• **Exercise**
Only the stretch of the listing below that runs from the line with "Target: tree line" through the line with "Target: white cloud" is to be printed, exactly and with both ends.

• **Dataset**
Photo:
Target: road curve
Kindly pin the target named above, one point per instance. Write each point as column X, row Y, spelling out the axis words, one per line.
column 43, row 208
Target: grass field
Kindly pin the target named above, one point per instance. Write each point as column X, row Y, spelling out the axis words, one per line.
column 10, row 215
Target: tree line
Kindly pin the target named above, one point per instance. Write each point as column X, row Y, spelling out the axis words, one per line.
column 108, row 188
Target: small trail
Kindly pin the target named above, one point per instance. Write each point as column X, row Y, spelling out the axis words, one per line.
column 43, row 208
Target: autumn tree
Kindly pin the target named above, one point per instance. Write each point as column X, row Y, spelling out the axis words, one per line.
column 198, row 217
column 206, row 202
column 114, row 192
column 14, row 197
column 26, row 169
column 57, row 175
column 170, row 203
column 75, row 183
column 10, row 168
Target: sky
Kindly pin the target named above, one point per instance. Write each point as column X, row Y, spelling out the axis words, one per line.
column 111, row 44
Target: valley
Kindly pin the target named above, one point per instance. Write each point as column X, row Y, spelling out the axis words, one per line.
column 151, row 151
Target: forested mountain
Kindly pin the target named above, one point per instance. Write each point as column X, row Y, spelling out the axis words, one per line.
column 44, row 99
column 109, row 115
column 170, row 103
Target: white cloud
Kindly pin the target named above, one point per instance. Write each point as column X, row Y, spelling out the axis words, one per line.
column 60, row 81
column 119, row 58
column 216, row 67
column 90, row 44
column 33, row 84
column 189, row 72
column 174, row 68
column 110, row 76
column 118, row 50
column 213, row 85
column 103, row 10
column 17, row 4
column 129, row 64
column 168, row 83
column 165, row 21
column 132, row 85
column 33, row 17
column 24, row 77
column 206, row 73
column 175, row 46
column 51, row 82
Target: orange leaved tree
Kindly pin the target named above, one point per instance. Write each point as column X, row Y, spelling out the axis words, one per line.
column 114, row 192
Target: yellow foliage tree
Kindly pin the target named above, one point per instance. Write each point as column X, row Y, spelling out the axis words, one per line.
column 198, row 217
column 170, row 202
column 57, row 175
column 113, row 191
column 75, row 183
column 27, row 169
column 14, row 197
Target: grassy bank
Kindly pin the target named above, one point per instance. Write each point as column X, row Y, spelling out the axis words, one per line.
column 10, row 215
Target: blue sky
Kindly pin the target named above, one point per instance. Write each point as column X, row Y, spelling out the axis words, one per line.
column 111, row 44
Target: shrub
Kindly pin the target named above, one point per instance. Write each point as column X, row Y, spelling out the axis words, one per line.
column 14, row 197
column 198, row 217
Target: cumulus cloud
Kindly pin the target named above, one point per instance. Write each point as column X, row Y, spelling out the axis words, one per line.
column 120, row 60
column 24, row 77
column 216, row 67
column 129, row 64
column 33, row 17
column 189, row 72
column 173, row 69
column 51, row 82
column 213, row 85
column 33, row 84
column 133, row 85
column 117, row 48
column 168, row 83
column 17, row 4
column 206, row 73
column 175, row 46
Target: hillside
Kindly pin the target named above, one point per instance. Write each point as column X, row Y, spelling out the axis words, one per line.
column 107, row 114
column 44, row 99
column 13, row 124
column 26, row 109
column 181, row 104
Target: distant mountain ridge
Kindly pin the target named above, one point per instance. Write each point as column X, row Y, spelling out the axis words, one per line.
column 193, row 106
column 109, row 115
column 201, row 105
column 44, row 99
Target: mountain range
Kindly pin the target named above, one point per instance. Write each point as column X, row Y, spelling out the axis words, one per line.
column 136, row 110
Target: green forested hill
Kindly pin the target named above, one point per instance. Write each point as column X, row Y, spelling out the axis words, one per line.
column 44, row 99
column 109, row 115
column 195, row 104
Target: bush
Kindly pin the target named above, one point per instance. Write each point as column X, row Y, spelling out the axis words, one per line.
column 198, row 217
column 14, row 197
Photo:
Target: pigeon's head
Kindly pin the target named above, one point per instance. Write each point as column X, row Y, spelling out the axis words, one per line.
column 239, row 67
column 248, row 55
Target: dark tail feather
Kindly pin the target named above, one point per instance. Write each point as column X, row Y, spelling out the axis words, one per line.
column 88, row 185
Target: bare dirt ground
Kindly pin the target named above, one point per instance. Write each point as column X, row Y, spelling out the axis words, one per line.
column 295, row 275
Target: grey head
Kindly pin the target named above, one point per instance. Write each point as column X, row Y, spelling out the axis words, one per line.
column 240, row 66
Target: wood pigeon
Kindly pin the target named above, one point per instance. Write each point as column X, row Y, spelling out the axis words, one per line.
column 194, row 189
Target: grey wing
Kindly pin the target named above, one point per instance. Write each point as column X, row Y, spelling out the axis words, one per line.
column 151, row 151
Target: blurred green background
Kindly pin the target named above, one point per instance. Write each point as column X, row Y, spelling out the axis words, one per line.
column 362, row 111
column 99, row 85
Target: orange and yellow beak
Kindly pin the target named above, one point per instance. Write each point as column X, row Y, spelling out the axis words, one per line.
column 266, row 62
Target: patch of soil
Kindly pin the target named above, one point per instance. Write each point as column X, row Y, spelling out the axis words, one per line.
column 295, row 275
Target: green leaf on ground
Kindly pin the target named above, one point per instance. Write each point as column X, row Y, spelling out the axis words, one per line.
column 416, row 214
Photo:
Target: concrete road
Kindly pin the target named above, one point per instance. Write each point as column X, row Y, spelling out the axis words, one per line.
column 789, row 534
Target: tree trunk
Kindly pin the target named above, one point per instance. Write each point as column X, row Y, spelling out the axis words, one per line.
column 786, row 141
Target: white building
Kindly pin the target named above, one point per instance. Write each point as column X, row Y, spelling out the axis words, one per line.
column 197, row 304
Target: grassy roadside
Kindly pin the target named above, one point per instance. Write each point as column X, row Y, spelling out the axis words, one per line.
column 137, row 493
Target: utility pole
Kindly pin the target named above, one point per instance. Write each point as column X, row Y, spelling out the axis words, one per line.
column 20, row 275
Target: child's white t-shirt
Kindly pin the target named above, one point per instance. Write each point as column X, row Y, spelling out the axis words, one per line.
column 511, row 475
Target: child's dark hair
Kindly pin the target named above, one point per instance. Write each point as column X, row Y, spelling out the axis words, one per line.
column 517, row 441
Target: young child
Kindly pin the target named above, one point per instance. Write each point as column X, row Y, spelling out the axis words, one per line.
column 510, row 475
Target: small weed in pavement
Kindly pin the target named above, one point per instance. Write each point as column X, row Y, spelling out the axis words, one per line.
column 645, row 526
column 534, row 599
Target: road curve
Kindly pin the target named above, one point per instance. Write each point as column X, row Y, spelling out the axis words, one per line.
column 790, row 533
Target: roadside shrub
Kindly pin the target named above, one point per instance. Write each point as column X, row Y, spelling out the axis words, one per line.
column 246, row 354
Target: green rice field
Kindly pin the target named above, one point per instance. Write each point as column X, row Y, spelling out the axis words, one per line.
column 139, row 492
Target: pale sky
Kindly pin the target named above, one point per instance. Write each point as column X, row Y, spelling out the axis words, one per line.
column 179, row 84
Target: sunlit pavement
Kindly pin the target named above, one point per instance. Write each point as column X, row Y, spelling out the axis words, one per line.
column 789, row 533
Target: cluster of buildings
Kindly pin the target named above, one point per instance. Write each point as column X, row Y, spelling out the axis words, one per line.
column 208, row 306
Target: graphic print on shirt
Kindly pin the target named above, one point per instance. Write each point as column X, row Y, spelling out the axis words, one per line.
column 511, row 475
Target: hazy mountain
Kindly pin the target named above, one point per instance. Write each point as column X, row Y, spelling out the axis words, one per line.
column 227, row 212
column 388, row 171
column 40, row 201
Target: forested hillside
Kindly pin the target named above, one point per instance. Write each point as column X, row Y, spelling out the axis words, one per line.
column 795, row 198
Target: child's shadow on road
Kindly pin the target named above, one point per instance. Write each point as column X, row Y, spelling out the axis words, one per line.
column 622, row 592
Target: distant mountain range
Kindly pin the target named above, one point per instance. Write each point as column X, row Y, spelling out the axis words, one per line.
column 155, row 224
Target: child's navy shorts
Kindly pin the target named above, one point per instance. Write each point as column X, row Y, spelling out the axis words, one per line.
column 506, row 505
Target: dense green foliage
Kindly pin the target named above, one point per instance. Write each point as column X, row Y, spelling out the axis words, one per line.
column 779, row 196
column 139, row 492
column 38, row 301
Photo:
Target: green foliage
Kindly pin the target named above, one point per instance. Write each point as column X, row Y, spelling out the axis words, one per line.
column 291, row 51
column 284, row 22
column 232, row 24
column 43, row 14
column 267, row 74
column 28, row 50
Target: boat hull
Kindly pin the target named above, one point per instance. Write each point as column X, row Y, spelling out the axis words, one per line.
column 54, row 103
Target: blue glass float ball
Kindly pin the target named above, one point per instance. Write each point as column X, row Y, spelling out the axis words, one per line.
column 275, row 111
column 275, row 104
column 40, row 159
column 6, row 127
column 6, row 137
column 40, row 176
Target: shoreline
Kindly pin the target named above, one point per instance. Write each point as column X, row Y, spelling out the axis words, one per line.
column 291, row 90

• **Answer**
Target: tree line
Kindly pin the target named above, one point per instance. Write each point as column X, row Y, spelling out the axis words, one per line.
column 108, row 188
Target: small trail
Kindly pin the target named above, one point per instance. Write each point as column X, row Y, spelling out the axis words, one per line.
column 43, row 208
Target: autumn tree
Kindly pin the target named above, one point per instance. Write each point as column X, row Y, spelling out the axis words, one per line.
column 198, row 217
column 206, row 202
column 114, row 192
column 14, row 197
column 26, row 169
column 57, row 175
column 170, row 203
column 75, row 183
column 10, row 168
Target: sky
Kindly pin the target named above, one point per instance. Write each point as column X, row Y, spelling out the axis words, one per line.
column 111, row 44
Target: valley
Kindly pin the target named above, one point per instance. Write each point as column X, row Y, spelling out the axis words, one per line.
column 151, row 151
Target: forested mountain
Kindly pin the target named above, one point per instance. Write each point as column X, row Y, spelling out the axis words, one per line.
column 44, row 99
column 109, row 115
column 170, row 103
Target: white cloud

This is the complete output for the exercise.